Set out the lines of the rows below as a Markdown table with the columns Number and Text, skipping blank lines and leaving out the pictures. Begin at the line that has "Target: apple blossom" and stop after the line that has "x=170, y=204".

(Given entries)
★ ★ ★

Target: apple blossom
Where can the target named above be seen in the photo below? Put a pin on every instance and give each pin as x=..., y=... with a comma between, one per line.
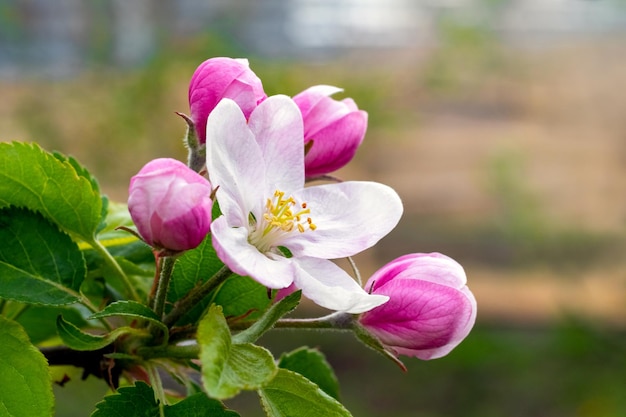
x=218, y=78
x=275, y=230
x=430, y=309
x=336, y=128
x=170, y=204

★ ★ ★

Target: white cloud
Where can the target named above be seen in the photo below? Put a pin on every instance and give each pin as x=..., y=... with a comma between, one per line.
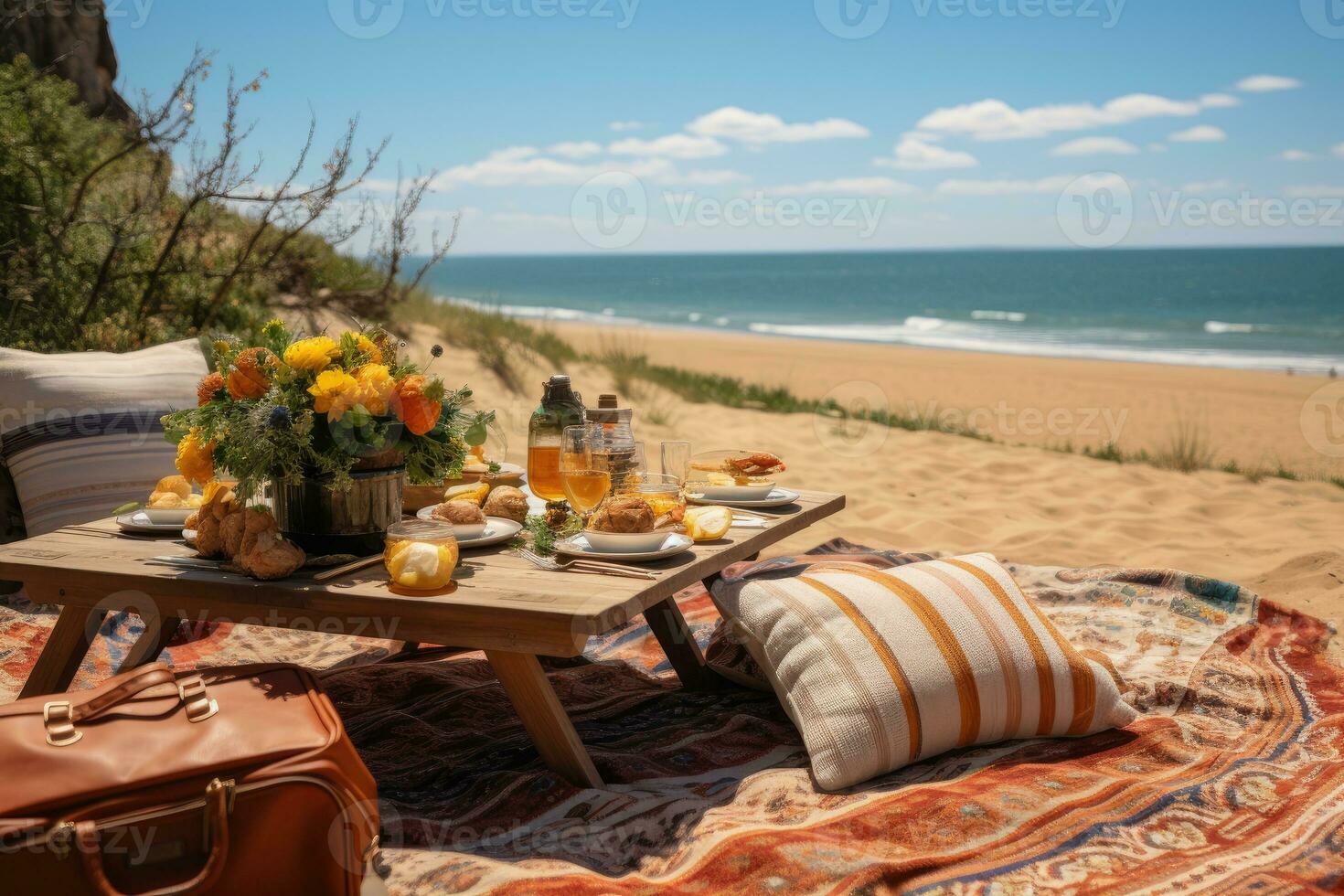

★ ★ ★

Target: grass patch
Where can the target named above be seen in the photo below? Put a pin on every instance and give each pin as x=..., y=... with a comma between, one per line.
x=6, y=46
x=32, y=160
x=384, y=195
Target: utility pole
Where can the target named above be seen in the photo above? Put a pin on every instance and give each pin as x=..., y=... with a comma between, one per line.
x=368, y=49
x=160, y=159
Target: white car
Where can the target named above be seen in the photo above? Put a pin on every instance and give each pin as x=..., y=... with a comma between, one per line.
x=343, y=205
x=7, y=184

★ ★ ★

(Output for this exercise)
| Number | Text |
|---|---|
| 1 | Target: apple blossom |
| 2 | Where can the target named above be seen in the photo below? Put a pin on every instance and give each pin as x=..., y=... with a comma between, one per line. |
| 3 | x=218, y=78 |
| 4 | x=275, y=230 |
| 5 | x=430, y=309 |
| 6 | x=336, y=128 |
| 7 | x=170, y=204 |